## EXERCISE DESCRIPTION
Here are some entries; quote each one exactly.

start

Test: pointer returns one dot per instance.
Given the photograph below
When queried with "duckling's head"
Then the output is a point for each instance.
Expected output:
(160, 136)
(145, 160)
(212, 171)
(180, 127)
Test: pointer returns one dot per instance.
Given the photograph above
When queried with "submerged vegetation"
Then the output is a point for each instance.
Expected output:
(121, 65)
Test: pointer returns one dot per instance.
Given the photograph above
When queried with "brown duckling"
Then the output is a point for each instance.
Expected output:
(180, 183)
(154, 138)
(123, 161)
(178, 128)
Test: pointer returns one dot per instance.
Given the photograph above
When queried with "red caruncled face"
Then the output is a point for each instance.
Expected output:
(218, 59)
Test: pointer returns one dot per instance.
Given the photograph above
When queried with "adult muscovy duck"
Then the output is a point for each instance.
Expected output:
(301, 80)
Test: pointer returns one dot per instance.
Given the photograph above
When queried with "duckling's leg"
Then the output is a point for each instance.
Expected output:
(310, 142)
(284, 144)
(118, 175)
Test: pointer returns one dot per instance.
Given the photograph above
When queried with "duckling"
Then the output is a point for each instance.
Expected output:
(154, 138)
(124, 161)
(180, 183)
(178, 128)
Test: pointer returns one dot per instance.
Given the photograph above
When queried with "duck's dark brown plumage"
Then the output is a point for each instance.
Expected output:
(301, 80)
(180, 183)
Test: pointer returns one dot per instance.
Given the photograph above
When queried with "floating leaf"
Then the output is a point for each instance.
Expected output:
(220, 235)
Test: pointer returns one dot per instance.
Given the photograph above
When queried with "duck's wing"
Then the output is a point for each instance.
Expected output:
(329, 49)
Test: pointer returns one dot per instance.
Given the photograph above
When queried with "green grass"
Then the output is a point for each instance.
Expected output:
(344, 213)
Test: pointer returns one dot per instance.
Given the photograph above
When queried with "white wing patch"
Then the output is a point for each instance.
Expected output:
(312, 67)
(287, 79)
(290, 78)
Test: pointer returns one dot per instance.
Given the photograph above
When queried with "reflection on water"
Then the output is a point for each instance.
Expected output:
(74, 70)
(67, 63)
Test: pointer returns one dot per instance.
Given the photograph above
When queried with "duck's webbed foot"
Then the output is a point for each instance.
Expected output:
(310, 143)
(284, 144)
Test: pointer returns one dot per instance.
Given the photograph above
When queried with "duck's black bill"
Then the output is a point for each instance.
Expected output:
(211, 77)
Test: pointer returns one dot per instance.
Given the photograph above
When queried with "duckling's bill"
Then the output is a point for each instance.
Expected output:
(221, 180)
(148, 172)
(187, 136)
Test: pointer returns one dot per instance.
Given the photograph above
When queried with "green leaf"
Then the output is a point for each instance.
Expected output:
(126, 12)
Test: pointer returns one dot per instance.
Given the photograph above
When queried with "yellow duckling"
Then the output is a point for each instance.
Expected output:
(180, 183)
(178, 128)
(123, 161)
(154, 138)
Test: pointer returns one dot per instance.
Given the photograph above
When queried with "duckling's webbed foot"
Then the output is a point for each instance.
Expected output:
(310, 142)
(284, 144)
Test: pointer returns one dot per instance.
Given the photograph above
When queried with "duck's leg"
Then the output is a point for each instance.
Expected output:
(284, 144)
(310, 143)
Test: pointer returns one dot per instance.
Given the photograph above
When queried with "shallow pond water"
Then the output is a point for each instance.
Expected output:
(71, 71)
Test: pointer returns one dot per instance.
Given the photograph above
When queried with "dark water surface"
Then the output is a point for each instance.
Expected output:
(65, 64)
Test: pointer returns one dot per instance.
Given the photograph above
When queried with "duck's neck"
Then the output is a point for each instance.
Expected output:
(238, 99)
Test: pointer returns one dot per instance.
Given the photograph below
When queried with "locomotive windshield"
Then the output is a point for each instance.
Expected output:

end

## TASK RESULT
Test: pointer returns one dot per instance.
Given the photograph below
When queried with "duckling's head"
Then the output is a point for each instance.
Expected output:
(160, 136)
(145, 160)
(212, 171)
(180, 127)
Test: pointer returns one dot per instance.
Given the photograph above
When queried with "submerged vegetation"
Then the output is a point for each instance.
Expected output:
(121, 65)
Test: pointer returns one dot per instance.
Given the photograph above
When queried with "brown duckling"
Then the output is a point for each instance.
Expected output:
(180, 183)
(154, 138)
(123, 161)
(178, 128)
Test: pointer returns one dot per instance.
Given the photograph above
When queried with "red caruncled face"
Then the output is a point for each instance.
Expected output:
(218, 59)
Test: pointer returns one dot per instance.
Given the photograph above
When queried with "adult muscovy duck"
Then the output is a point for each instance.
Expected output:
(301, 80)
Test: pointer returns one dot per instance.
Given the photograph above
When queried with "duckling's leg"
Then the output is a point for each instance.
Expected output:
(310, 142)
(284, 144)
(118, 175)
Test: pointer returns one dot per instance.
Given the photograph above
When queried with "duckling"
Then the output is a point for each instance.
Expected output:
(154, 138)
(124, 161)
(180, 183)
(178, 128)
Test: pointer returns one dot per instance.
Given the photograph above
When queried with "duck's dark brown plumage"
Then the output is a point for each instance.
Expected output:
(301, 80)
(180, 183)
Test: pointer returns one dot per instance.
Given the photograph above
When queried with "floating leaf"
Then the output is a point for each instance.
Expected output:
(220, 235)
Test: pointer returns one dot per instance.
Given the photograph above
When queried with "duck's wing"
Then the output is a point for each instance.
Expected output:
(329, 49)
Test: pointer returns one dot per instance.
Given the photograph above
When queried with "green grass"
Then the output is a point for each instance.
Expected output:
(344, 213)
Test: pointer returns one dot per instance.
Given the photograph above
When queried with "white wing patch"
Then the output is a point for each instance.
Expected output:
(312, 67)
(287, 79)
(290, 78)
Test: pointer returns one dot per instance.
Given the photograph above
When queried with "reflection on water"
Then the output is a point for each instance.
Expected output:
(74, 70)
(67, 63)
Test: pointer returns one dot per instance.
Given the photograph above
When queried with "duck's webbed foot"
Then the output is a point for each instance.
Expected output:
(310, 143)
(284, 144)
Test: pointer returns one dot per instance.
Given the photograph above
When queried with "duck's black bill"
Then the output is a point for each instance.
Expected output:
(211, 77)
Test: pointer returns one dot per instance.
Given the photograph above
When queried with "duckling's bill"
Then the output is a point for each instance.
Expected output:
(221, 180)
(148, 172)
(187, 136)
Test: pointer returns one dot per instance.
Given the photograph above
When queried with "green leaf"
Then the output is a point for each instance.
Expected output:
(126, 12)
Test: pointer returns one dot per instance.
Given the photograph above
When queried with "yellow duckling"
Then the output is a point for each instance.
Expected output:
(180, 183)
(178, 128)
(123, 161)
(154, 138)
Test: pointer returns one dot per instance.
Given the photograph above
When queried with "duckling's webbed foot"
Then the output is a point for each instance.
Expected output:
(310, 142)
(284, 144)
Test: pointer returns one dot per instance.
Given the photograph above
When queried with "duck's leg"
Then the output is a point for each instance.
Expected output:
(284, 144)
(310, 143)
Test: pointer returns one dot per instance.
Given the photograph above
When queried with "shallow pond water"
Then the output is a point for each instance.
Expected output:
(71, 71)
Test: pointer returns one dot per instance.
Given the photograph above
When queried with "dark water surface"
Then the output is a point for each instance.
Expected output:
(65, 64)
Test: pointer returns one dot per instance.
Given the photograph above
When queried with "duck's neck"
Then the output is a point for each instance.
Expected output:
(238, 99)
Test: pointer returns one dot per instance.
Given the photograph below
When queried with "locomotive windshield"
Then the output is a point for each instance.
Expected output:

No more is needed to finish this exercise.